# What you will do:
Reproduce nothing but the closing run of lines: the line with "the grass lawn" and each line that follows it to the end of the data.

# The data:
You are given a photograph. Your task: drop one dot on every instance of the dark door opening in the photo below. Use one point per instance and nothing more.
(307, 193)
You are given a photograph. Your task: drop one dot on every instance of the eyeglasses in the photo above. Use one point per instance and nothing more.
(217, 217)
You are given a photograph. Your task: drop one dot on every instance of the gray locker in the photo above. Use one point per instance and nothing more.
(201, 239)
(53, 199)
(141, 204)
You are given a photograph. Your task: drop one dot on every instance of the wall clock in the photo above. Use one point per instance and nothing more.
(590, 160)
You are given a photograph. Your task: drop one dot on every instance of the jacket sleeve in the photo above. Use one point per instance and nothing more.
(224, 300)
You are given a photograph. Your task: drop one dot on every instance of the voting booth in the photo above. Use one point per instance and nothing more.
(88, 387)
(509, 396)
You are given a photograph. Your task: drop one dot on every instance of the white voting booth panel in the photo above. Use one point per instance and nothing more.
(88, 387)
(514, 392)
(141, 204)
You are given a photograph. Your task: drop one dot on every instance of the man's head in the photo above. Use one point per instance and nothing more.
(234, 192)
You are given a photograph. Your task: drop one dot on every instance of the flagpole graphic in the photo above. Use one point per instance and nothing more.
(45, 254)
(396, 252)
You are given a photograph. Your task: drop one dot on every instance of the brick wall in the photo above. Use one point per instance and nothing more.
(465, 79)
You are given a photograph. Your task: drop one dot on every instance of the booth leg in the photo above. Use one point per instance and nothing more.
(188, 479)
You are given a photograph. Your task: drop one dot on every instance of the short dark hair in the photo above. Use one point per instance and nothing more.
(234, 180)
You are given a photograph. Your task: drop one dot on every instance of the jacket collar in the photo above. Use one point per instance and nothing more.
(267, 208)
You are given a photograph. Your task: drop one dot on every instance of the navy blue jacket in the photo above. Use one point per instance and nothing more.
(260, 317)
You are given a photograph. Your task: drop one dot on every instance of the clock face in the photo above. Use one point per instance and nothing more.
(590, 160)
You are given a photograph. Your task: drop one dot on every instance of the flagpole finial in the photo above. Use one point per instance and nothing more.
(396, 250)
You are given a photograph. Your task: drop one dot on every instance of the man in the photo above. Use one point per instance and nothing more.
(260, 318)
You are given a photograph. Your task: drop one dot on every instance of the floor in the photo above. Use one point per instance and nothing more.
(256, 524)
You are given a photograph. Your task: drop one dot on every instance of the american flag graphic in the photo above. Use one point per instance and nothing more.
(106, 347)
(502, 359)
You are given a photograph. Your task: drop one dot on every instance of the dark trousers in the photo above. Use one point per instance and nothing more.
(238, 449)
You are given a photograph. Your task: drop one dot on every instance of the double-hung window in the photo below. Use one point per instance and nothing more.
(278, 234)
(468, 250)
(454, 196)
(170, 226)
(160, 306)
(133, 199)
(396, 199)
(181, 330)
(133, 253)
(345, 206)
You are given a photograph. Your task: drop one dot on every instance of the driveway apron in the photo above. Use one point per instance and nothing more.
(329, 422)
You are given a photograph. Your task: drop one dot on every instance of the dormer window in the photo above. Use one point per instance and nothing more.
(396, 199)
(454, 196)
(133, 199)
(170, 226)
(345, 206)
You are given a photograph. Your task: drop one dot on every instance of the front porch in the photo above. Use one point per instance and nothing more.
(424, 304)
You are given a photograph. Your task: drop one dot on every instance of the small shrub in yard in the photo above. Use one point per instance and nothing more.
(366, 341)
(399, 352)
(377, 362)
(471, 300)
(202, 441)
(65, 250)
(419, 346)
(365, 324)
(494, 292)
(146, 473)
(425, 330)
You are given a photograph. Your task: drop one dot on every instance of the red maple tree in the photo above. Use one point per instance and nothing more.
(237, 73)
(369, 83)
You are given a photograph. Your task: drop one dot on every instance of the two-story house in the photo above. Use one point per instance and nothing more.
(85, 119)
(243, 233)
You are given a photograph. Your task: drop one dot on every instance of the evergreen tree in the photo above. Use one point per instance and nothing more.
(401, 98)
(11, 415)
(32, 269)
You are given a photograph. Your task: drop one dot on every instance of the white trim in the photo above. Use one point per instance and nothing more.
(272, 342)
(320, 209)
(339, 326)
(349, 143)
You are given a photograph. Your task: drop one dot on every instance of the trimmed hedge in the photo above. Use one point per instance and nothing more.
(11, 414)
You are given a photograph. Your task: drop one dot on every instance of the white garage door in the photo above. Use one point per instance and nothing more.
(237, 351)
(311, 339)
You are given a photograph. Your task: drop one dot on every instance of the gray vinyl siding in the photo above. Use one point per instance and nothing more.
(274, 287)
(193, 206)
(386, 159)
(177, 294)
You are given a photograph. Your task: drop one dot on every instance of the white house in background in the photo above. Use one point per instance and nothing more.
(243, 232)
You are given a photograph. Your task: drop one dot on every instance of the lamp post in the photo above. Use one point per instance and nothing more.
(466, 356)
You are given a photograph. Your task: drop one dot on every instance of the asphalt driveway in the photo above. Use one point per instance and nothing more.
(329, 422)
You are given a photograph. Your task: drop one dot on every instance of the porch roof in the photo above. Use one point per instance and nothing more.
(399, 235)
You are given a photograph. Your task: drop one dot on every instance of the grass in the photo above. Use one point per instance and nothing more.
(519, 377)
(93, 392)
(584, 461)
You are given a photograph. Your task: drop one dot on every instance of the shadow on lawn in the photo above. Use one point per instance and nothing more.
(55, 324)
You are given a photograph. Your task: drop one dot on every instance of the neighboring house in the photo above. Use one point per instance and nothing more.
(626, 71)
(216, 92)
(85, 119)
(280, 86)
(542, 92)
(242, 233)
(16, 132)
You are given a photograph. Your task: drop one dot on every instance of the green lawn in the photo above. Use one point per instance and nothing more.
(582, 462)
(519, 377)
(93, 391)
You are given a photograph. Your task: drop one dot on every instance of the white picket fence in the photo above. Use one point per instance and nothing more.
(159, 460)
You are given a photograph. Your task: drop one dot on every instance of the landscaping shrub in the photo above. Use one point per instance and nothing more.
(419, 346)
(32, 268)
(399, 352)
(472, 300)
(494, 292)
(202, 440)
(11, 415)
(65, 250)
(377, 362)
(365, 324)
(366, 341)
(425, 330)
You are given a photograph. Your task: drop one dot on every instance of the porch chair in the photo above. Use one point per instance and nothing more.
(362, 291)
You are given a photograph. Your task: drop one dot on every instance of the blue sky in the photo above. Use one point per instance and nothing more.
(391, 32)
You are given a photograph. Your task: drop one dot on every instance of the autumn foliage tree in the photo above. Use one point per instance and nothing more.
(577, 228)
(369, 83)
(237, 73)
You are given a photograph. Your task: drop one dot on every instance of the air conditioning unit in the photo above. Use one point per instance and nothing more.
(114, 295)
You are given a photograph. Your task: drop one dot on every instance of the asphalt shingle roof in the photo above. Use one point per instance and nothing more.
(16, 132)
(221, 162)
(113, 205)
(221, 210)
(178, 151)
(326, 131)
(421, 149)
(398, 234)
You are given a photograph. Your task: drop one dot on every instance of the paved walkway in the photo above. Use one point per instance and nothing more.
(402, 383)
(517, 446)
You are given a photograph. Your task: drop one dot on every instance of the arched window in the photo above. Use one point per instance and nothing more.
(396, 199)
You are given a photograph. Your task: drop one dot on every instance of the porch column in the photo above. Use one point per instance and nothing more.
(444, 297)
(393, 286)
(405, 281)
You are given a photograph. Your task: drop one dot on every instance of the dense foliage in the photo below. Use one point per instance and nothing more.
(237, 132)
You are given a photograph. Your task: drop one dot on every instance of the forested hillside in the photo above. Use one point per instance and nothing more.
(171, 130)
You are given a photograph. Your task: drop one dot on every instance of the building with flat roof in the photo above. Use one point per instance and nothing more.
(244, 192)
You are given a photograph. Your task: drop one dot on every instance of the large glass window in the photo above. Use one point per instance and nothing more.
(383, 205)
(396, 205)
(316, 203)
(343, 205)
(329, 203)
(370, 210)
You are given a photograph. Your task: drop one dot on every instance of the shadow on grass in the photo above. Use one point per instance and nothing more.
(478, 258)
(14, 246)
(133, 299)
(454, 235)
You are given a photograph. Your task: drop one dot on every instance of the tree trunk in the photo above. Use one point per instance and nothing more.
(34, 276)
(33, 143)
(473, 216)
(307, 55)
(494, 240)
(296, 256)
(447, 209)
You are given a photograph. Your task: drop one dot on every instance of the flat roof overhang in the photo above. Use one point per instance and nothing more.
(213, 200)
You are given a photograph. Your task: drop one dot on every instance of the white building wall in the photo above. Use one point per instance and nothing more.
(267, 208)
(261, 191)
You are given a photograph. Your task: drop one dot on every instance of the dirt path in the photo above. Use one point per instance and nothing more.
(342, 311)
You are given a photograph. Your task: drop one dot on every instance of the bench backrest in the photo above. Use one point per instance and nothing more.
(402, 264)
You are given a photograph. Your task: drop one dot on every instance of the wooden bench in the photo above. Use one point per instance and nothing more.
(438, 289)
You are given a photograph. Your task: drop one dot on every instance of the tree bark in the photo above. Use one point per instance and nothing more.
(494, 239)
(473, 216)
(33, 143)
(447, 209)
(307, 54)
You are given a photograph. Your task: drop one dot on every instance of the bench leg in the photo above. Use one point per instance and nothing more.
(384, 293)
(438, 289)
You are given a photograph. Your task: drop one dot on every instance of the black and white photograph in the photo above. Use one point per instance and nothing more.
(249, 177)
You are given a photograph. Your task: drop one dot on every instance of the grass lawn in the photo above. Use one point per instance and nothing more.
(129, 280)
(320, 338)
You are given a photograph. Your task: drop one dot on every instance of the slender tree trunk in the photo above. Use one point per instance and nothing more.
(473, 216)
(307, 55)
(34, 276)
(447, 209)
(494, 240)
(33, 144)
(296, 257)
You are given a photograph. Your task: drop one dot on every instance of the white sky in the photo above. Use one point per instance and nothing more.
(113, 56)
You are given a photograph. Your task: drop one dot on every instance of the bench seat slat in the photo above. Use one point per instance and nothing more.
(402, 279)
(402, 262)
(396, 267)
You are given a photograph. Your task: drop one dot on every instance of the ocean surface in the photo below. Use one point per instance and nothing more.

# Finished exercise:
You are given a photograph. Your task: drop one dot on every instance of the grass lawn in the photo above. Use one point per instance and nothing more.
(129, 280)
(320, 338)
You are given a photograph. Your task: drop one dot on every instance of the slender tree trunk in the photo above. Use one point per instance and nothing more.
(473, 216)
(307, 55)
(34, 276)
(447, 209)
(494, 240)
(33, 144)
(296, 257)
You are given a photograph. Your task: drop one dot on every instance of the white sky in the photo above. Use one point per instance and nothing more.
(113, 56)
You are given a photograph. Your task: drop one dot on every instance of the bench seat slat in the photo above. Use one point per instance and nothing more.
(402, 279)
(402, 262)
(396, 267)
You are given a photograph. Your task: drop one dot on every instance of the ocean surface in the photo below. Use one point per instance and nothing more.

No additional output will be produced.